# [Supplied data]
--- begin ---
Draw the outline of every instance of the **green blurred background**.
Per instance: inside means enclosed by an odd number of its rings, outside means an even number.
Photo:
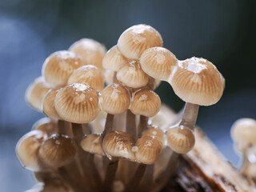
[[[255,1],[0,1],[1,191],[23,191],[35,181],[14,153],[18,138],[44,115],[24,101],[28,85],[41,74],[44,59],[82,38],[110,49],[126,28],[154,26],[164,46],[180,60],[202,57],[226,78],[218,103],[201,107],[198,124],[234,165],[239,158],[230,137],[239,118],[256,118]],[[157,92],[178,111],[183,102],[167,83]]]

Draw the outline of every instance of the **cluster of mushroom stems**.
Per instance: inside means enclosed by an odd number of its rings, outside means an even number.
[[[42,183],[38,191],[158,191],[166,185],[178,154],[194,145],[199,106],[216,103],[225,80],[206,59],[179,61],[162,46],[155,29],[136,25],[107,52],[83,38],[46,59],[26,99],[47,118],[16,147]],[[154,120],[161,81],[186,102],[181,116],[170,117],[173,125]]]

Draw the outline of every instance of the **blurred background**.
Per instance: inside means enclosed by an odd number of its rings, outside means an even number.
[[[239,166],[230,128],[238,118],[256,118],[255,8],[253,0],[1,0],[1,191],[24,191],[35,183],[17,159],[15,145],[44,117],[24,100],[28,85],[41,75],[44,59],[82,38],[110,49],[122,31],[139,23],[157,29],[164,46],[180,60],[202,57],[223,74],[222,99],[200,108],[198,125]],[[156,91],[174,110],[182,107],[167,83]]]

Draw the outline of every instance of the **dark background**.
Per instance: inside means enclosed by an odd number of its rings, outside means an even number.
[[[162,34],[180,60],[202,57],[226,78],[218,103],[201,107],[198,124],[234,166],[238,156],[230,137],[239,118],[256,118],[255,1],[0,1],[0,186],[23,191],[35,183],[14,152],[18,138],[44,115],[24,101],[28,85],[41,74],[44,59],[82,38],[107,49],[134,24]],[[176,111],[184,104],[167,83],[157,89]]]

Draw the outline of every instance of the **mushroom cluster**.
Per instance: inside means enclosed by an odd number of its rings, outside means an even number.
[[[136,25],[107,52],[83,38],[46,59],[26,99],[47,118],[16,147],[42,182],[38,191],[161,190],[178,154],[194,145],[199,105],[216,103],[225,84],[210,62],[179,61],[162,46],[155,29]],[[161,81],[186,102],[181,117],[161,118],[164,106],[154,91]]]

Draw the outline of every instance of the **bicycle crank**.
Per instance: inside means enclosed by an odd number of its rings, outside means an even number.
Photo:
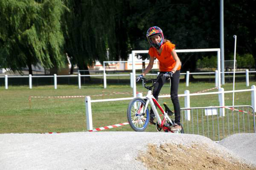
--- end ---
# [Required task]
Rewrite the lines above as a JSON list of strings, one string per line, skipping blank lines and leaving out the pictures.

# [The answer]
[
  "Draw the outline of every instance of the **green blurred background**.",
  "Per instance: inside means enclosed by an odd number of its rings, outside means an even number.",
  "Photo:",
  "[[[255,1],[0,1],[1,191],[23,191],[35,181],[14,153],[18,138],[44,115],[24,101],[28,85],[41,74],[44,59],[82,38],[110,49],[126,28],[154,26],[164,46],[180,60],[202,57],[226,78],[218,103],[201,107],[198,124],[234,165],[239,158],[230,137],[239,118],[256,118]],[[157,92],[178,111],[183,102],[167,83]]]",
  "Draw the outline of every instance of the **cluster of mushroom stems**.",
  "Per instance: inside means enclosed by an odd number of its rings, outside means an even number.",
  "[[[42,183],[38,191],[158,191],[166,185],[178,154],[194,145],[199,106],[216,103],[225,80],[206,59],[179,61],[162,46],[155,29],[136,25],[107,52],[83,38],[46,59],[26,99],[47,118],[16,147]],[[154,120],[161,81],[186,102],[181,116],[170,117],[173,125]]]",
  "Draw the outline of every instance of the **blurred background**.",
  "Per instance: inside means enclosed by an odd number of its rings, outside means an even number.",
  "[[[239,166],[230,128],[238,118],[256,118],[255,8],[253,0],[1,0],[1,191],[24,191],[35,183],[17,159],[15,145],[44,117],[24,100],[28,85],[41,75],[44,59],[82,38],[110,49],[122,31],[139,23],[157,29],[164,46],[180,60],[202,57],[223,74],[222,99],[200,108],[198,125]],[[156,91],[174,110],[182,107],[167,83]]]",
  "Draw the outline of every instance of the **dark background**.",
  "Per instance: inside means enclosed by an odd number of its rings, outside means an even number.",
  "[[[162,34],[180,60],[202,57],[226,78],[218,103],[201,107],[198,124],[234,166],[238,156],[230,137],[239,118],[256,118],[255,1],[0,1],[0,186],[23,191],[35,183],[14,152],[18,138],[44,115],[24,101],[28,85],[41,74],[44,59],[82,38],[107,49],[134,24]],[[176,111],[184,104],[167,83],[157,89]]]",
  "Draw the outline of every instance of the **mushroom cluster**.",
  "Per instance: inside means enclosed by an odd number of its rings, outside means an even number.",
  "[[[136,25],[107,52],[83,38],[46,59],[26,99],[47,118],[16,147],[42,182],[38,191],[161,190],[178,154],[194,145],[199,105],[216,103],[225,84],[210,62],[179,61],[162,46],[155,29]],[[161,81],[186,102],[181,117],[161,118],[164,106],[154,91]]]",
  "Draw the outline of every instance of the **bicycle crank**.",
  "Per instance: inside means enclosed by an odd number of its rings, outside means an even number.",
  "Photo:"
]